Text to read:

%%

And you can learn how to do that in 20 minutes, by watching this excellent TED video by Josh Kaufman. If you are not already a major TED fan, you should check the project out. This is the way to help yourself become the best version of you that you can create; by learning how to learn, and grow, and develop. This particular lesson is only the tip of the iceberg.

Daz 3D is a powerful free 3D modeling and animation software package that has everything you could want to create your own animations. Mind, if you are not careful, the content store may drain your wallet in short order. But that is mostly a problem for the lazy, who are not willing to do the work to create their own stuff when they can just buy it off the shelf.

Once you have downloaded and installed the free software package, knowing how to use it would be pretty useful, so some tutorials would help out. As with most training and tutorials, any of these concepts apply equally to a lot of different software packages that do the same general job. The major real differences between them are what the buttons are called and which menu they live in, although each program seems to have 1 to 3 things it can do with a click that the other programs need a procedure for. So if you use a different program for your 3D modeling and rendering, most of the info will apply once you figure out where those buttons live in your software.

%%

What this task involves: Resume the passage on learning and Daz 3D above, carrying it on after its final sentence. The items have no connection to the passage on learning and Daz 3D.

Records from a point annotation dataset:

%%

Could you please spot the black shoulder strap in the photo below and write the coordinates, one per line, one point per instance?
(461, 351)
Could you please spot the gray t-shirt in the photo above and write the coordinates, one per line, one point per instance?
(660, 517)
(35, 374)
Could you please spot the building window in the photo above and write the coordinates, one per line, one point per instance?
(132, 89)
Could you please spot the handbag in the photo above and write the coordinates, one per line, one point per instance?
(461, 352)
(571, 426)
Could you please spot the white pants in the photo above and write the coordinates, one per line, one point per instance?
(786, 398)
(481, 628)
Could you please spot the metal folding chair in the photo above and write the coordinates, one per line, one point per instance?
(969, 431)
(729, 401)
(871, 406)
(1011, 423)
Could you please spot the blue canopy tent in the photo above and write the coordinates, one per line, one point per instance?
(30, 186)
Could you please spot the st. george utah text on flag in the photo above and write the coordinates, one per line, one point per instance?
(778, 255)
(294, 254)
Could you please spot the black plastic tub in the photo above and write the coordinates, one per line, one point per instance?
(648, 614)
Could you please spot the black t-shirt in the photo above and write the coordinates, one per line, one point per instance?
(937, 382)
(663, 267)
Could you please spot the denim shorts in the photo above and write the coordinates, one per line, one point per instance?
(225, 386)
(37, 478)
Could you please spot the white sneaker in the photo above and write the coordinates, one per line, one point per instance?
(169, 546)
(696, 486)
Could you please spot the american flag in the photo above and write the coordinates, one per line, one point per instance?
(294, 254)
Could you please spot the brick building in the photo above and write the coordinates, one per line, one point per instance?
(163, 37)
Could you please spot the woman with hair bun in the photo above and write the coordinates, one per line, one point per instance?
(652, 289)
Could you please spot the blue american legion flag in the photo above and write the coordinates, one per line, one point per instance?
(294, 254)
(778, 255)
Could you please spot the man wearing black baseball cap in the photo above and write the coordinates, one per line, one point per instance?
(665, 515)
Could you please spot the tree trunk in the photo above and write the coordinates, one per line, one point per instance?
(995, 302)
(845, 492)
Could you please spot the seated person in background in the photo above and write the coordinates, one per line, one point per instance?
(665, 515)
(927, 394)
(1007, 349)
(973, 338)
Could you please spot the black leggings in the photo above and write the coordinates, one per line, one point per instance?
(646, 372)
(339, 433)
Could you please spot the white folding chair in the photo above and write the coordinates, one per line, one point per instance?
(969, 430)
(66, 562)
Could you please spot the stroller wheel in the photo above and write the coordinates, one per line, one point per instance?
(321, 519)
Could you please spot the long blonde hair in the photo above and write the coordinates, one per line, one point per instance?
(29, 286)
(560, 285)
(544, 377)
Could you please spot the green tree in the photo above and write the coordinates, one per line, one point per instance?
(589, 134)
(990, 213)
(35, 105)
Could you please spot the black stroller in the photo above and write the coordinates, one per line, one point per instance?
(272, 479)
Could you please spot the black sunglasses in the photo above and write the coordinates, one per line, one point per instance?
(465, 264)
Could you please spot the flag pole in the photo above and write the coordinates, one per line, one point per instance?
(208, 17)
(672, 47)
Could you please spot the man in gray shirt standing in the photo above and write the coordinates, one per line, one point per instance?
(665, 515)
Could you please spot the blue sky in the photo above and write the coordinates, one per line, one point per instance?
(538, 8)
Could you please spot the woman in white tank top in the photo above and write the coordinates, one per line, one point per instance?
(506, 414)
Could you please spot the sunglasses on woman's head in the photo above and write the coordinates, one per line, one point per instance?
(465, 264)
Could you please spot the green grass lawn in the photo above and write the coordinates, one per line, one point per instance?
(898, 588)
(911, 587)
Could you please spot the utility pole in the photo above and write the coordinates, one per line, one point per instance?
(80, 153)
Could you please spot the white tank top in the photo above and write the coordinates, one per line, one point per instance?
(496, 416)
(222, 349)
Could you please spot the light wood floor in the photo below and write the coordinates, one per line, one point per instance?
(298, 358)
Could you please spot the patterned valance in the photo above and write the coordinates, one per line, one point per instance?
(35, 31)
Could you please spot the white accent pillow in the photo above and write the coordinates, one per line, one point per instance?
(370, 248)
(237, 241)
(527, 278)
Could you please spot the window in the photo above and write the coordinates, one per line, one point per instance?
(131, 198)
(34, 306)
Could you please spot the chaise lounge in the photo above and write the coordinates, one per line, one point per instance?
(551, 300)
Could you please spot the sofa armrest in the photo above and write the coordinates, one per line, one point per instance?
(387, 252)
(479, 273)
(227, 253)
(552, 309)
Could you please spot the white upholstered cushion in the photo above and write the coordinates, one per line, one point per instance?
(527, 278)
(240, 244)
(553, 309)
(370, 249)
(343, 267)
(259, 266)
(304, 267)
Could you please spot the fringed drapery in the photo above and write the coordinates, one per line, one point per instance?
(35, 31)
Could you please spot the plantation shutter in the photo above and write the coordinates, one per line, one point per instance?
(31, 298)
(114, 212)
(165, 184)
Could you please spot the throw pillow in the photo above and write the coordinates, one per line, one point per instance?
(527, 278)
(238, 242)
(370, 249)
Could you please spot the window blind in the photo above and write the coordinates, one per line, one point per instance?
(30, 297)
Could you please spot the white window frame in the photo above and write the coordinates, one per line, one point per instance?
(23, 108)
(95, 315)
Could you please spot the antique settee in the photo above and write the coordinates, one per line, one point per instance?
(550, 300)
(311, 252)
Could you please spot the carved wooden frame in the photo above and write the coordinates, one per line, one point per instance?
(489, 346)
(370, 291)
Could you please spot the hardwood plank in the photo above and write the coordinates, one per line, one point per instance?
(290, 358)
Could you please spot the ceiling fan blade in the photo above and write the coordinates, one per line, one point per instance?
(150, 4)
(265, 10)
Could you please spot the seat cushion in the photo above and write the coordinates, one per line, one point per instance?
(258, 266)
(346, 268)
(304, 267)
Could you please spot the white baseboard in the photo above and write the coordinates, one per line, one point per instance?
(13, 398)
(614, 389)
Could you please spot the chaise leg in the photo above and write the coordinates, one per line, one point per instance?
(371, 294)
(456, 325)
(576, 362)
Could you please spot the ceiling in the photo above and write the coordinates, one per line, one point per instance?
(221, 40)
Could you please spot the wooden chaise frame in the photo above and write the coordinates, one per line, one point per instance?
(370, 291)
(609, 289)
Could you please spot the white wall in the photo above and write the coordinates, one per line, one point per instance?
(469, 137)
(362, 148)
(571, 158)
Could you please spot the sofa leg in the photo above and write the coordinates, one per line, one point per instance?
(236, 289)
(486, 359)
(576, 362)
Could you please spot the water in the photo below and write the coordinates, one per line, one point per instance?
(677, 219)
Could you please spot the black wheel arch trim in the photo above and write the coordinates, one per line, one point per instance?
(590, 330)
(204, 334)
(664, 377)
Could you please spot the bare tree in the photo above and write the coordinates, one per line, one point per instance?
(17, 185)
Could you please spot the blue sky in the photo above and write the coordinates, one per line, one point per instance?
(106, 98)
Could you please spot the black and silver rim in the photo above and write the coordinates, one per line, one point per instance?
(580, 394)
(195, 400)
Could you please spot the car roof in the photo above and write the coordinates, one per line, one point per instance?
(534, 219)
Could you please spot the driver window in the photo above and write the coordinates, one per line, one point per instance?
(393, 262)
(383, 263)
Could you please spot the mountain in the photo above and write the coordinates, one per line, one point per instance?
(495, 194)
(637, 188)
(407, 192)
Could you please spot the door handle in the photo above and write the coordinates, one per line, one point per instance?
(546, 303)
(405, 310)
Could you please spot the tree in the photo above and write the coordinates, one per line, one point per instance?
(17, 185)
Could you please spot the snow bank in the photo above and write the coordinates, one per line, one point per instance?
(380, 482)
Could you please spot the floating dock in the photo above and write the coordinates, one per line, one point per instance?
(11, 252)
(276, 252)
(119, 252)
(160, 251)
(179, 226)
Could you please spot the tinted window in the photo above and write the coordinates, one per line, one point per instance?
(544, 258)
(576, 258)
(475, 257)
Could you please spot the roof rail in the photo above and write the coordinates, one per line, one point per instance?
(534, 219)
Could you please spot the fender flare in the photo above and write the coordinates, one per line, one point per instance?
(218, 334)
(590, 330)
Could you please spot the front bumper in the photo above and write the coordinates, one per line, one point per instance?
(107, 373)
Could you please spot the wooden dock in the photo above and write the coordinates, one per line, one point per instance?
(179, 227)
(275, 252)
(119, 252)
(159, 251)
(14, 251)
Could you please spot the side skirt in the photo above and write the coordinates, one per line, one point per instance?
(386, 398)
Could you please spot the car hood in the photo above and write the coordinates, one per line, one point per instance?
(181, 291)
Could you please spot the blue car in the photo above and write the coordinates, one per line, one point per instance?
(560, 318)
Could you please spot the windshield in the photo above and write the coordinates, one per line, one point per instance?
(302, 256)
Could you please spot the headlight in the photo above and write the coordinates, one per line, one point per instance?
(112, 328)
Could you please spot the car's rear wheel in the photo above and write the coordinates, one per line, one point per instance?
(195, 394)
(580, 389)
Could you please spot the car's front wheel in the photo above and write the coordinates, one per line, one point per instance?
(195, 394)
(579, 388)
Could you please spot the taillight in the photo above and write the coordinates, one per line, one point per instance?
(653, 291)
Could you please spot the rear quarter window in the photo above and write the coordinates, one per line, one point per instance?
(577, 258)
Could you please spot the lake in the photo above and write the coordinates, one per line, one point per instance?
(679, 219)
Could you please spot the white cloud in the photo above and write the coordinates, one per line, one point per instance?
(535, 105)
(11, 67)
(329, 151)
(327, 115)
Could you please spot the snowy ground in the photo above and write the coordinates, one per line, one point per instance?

%%

Response below:
The first one is a basic intro to 3D modeling and animation, demonstrating the basic components any animation is made of. Once you understand what the components are, it is just a mater of learning how to do each of them in whichever program you prefer, and finally how to put them together to create your finished product. The second tutorial is about the program itself, Daz Studio, showing you where these functions live in this software and how to use them. Again, most of the concepts work in any software, so you might want to at least watch it once, even if you use a different program. And if you don’t already have a 3D modeling software package you prefer to work in, then I recommend downloading and installing either Daz or Blender, as the best free 3D programs on the market today. There are more tutorials where these came from, keep your eyes open and you will find a lot of good ones.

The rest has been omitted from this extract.